Data to examine ->
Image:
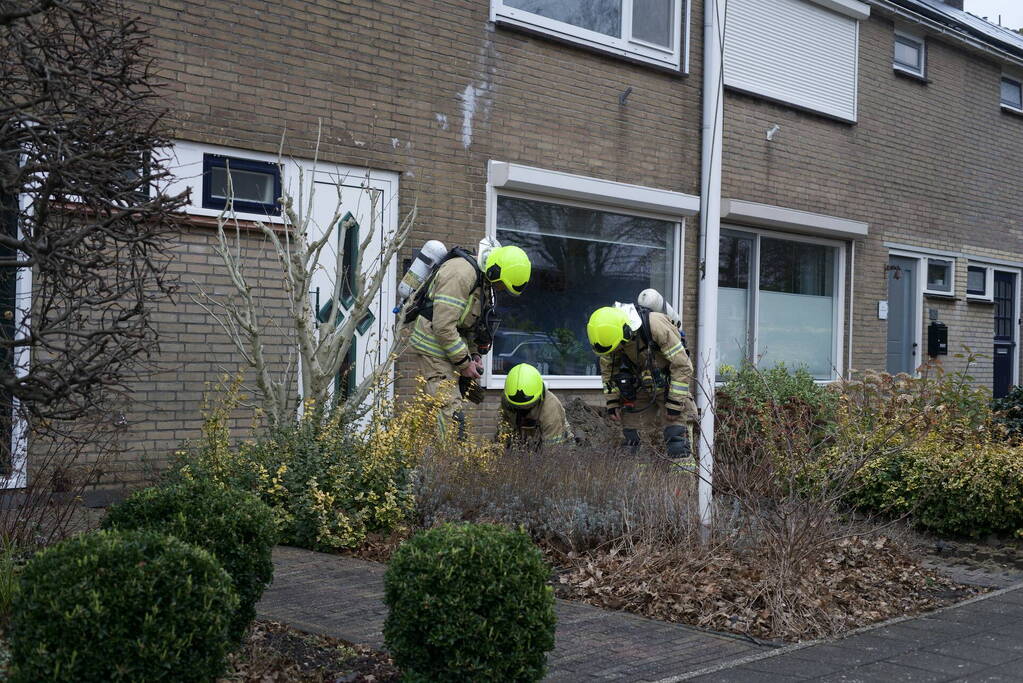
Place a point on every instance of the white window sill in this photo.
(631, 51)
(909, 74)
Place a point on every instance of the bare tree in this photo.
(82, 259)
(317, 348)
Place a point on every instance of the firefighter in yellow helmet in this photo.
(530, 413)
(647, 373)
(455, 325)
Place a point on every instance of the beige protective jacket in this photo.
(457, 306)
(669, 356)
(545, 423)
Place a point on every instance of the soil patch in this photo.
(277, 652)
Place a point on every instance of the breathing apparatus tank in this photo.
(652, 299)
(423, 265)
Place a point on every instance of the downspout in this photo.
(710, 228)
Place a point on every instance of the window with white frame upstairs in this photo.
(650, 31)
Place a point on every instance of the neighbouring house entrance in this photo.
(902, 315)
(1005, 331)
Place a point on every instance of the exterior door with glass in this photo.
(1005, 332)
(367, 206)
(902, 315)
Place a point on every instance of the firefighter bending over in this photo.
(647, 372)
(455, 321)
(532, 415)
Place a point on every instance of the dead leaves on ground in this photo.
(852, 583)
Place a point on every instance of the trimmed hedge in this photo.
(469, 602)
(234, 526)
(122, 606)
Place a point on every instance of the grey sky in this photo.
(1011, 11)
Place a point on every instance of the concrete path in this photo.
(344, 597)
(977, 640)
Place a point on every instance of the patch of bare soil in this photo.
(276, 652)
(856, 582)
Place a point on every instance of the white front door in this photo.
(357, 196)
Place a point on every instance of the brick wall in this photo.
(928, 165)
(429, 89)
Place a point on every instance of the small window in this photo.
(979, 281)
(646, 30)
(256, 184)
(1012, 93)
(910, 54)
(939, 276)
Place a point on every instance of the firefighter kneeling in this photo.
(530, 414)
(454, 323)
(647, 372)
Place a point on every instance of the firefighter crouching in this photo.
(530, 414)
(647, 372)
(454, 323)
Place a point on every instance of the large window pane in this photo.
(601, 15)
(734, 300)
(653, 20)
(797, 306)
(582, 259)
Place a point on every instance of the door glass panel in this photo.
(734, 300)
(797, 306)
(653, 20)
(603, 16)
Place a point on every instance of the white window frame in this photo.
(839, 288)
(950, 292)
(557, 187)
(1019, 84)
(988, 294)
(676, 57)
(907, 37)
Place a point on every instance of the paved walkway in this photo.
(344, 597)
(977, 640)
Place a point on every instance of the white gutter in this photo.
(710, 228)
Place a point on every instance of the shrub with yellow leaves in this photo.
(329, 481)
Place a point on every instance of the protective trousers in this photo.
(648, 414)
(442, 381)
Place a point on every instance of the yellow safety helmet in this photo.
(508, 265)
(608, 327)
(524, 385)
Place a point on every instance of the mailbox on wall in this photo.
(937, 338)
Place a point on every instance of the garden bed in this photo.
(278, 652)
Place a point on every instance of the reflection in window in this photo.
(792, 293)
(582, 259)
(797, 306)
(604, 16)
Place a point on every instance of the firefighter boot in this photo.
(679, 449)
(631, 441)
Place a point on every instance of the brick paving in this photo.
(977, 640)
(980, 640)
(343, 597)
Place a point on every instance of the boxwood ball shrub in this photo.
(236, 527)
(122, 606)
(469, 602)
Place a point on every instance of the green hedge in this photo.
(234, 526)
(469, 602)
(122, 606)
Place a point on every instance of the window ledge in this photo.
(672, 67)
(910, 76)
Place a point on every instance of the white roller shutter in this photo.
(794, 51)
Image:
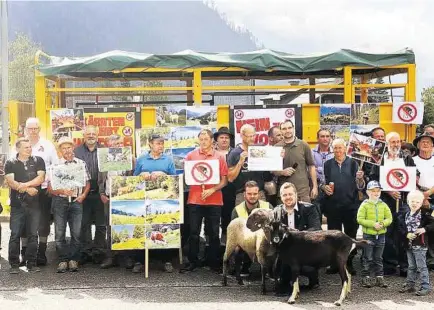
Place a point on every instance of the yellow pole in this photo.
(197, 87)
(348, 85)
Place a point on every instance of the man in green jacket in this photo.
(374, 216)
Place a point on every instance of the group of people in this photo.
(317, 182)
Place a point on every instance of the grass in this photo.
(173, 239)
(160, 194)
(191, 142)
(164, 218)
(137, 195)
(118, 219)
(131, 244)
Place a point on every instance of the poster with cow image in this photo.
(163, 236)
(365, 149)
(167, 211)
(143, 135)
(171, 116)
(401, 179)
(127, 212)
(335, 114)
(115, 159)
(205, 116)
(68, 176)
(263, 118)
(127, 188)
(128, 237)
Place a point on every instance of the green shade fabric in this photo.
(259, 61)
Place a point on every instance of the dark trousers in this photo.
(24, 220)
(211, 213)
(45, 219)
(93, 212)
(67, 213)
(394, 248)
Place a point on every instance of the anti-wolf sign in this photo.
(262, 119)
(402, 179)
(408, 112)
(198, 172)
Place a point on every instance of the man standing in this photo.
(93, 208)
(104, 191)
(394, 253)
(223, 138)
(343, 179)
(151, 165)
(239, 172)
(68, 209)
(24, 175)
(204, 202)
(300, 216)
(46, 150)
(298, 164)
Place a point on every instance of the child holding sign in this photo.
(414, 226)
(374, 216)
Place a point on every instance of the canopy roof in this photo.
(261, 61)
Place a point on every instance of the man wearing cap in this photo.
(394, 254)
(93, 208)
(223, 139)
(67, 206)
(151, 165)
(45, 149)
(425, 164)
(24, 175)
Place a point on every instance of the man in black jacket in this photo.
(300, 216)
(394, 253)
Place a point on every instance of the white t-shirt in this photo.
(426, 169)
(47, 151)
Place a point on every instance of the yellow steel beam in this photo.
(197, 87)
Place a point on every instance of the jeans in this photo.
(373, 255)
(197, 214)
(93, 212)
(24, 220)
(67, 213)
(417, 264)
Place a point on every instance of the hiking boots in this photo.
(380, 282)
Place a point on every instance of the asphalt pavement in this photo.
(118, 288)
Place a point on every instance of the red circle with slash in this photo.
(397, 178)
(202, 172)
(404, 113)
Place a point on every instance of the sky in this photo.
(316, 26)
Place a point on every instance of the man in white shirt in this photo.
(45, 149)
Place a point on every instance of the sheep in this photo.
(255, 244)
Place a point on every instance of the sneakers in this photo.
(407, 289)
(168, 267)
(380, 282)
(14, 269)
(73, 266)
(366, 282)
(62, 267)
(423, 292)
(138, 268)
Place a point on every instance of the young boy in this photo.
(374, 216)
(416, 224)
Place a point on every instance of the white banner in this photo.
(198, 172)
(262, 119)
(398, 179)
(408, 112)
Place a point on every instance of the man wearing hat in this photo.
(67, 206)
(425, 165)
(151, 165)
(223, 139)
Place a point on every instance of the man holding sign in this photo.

Exercise aim -> Take the whole listing above and copy it exactly. Pictures do not go into the copy.

Solution to this problem ->
Image:
Place a point on every instance of the white window sill in this photo.
(631, 51)
(909, 74)
Place a point on every instance of the bare tree in this photo.
(82, 259)
(317, 348)
Place a point on every instance of the firefighter in yellow helmet in this photo.
(530, 413)
(647, 373)
(455, 325)
Place a point on every instance of the beige protective jacket in this photo.
(457, 306)
(669, 356)
(545, 423)
Place a point on every instance of the soil patch in this photo.
(277, 652)
Place a point on every instance of the breathing apparatus tank in this photo.
(652, 299)
(423, 265)
Place a point on every instance of the downspout in this photo.
(710, 228)
Place a point on every instance of the window with white frame upstairs in this photo.
(650, 31)
Place a point on every instance of the neighbouring house entrance in this photo.
(902, 315)
(1005, 331)
Place a point on every instance of the exterior door with glass in this photo.
(1005, 332)
(367, 206)
(902, 315)
Place a point on every instance of the firefighter bending over in this photo.
(647, 372)
(455, 321)
(532, 415)
Place a point on every instance of the dead leaves on ground in this photo.
(852, 583)
Place a point on every instance of the trimmed hedge in this photo.
(469, 602)
(234, 526)
(122, 606)
Place a point on every instance of the grey sky in this photo.
(1011, 11)
Place a point on every instance of the concrete path in this photo.
(344, 597)
(977, 640)
Place a point on every instance of the patch of bare soil in this photo.
(276, 652)
(856, 582)
Place a point on every instance of the white front door in this photo.
(357, 196)
Place a point on every instance of the brick wall in this photo.
(928, 165)
(429, 89)
Place a point on every instance of the small window in this photo.
(979, 281)
(646, 30)
(256, 184)
(1012, 93)
(910, 54)
(939, 276)
Place a point on every instance of the firefighter kneeling in this photo.
(530, 414)
(454, 323)
(647, 372)
Place a point on every instance of the firefighter crouching in this photo.
(530, 414)
(647, 372)
(454, 323)
Place a point on every instance of the large window pane in this photo.
(601, 15)
(734, 300)
(653, 20)
(797, 306)
(582, 259)
Place a point on every instance of the door glass panel in this photo.
(734, 300)
(797, 306)
(653, 20)
(603, 16)
Place a point on every instance of the white window frame in this photo.
(839, 288)
(950, 292)
(557, 187)
(1019, 84)
(988, 294)
(676, 57)
(907, 37)
Place a point on every instance of the paved walkway in this photo.
(344, 597)
(977, 640)
Place a point on every instance of the white gutter in this photo.
(710, 228)
Place a point on every instance of the shrub with yellow leaves in this photo.
(329, 481)
Place a point on every instance of the protective trousers in this photo.
(648, 414)
(442, 381)
Place a point on every instance of the yellow safety helmet in this photo.
(508, 265)
(608, 327)
(524, 385)
Place a point on every instance of the mailbox on wall in this photo.
(937, 338)
Place a point on every instance of the garden bed in this photo.
(278, 652)
Place a point on every instance of the reflection in window in this photo.
(792, 293)
(582, 259)
(797, 306)
(604, 16)
Place a point on every instance of the firefighter boot in this photo.
(679, 449)
(631, 441)
Place a point on every instance of the brick paving in this photo.
(977, 640)
(980, 640)
(343, 597)
Place a point on every instance of the boxwood ball shrub in this photo.
(236, 527)
(122, 606)
(469, 602)
Place a point on every instance of the green hedge in this photo.
(234, 526)
(469, 602)
(122, 606)
Place a point on every instance of the window ledge in this photo.
(672, 67)
(910, 76)
Place a point on every instance of the white roller shutter in this photo.
(794, 51)
Image:
Place a point on every instance of the yellow pole in this photo.
(197, 87)
(348, 85)
Place a point on every instance of the man in green jacket in this photo.
(374, 216)
Place a point on every instance of the group of people in this photo.
(317, 182)
Place a point on every instance of the grass in this photo.
(173, 239)
(160, 194)
(191, 142)
(164, 218)
(137, 195)
(118, 219)
(131, 244)
Place a point on every instance of the poster with cow image in this photo.
(163, 236)
(365, 149)
(167, 211)
(143, 135)
(171, 116)
(401, 179)
(127, 212)
(335, 114)
(115, 159)
(205, 116)
(68, 176)
(263, 118)
(127, 188)
(128, 237)
Place a point on every instance of the green shade fabric in this photo.
(259, 61)
Place a point on every instance of the dark trousers in this photo.
(24, 220)
(211, 213)
(45, 219)
(93, 212)
(67, 213)
(394, 248)
Place a point on every instance of the anti-wolf sign in this photo.
(262, 119)
(402, 179)
(408, 112)
(198, 172)
Place a point on every instance of the man standing in this photo.
(93, 208)
(104, 191)
(394, 253)
(223, 138)
(343, 179)
(151, 165)
(239, 172)
(68, 209)
(24, 175)
(204, 202)
(300, 216)
(46, 150)
(298, 164)
Place a point on every instance of the child holding sign in this photo.
(414, 226)
(374, 216)
Place a point on every instance of the canopy roof in this photo.
(261, 61)
Place a point on every instance of the man wearing cap in this photo.
(394, 254)
(93, 208)
(223, 139)
(67, 206)
(151, 165)
(45, 149)
(425, 164)
(24, 175)
Place a point on every instance of the man in black jacket in this photo.
(300, 216)
(394, 253)
Place a point on every instance of the white t-shirt in this photo.
(426, 169)
(47, 151)
Place a point on every instance of the yellow steel beam in this photo.
(197, 87)
Place a point on every instance of the jeans in this photo.
(373, 255)
(197, 214)
(93, 212)
(24, 220)
(67, 213)
(417, 264)
Place a point on every instance of the hiking boots in this photo.
(380, 282)
Place a point on every instance of the asphalt pavement in this photo.
(118, 288)
Place a point on every instance of the red circle with slash in this photo.
(397, 178)
(202, 172)
(404, 113)
Place a point on every instance of the sky in this photo.
(316, 26)
Place a point on every instance of the man in white shirt in this photo.
(45, 149)
Place a point on every instance of the sheep in this photo.
(255, 244)
Place a point on every instance of the sneakers in this photo.
(407, 289)
(168, 267)
(380, 282)
(14, 269)
(73, 266)
(366, 282)
(62, 267)
(423, 292)
(138, 268)
Place a point on every instance of the young boy in this photo.
(374, 216)
(416, 224)
Place a point on every instance of the white banner in this photo.
(198, 172)
(262, 119)
(398, 179)
(408, 112)
Place a point on every instance of the man wearing hat in this photo.
(67, 206)
(425, 165)
(151, 165)
(223, 139)
Place a point on every instance of the man holding sign in this photo.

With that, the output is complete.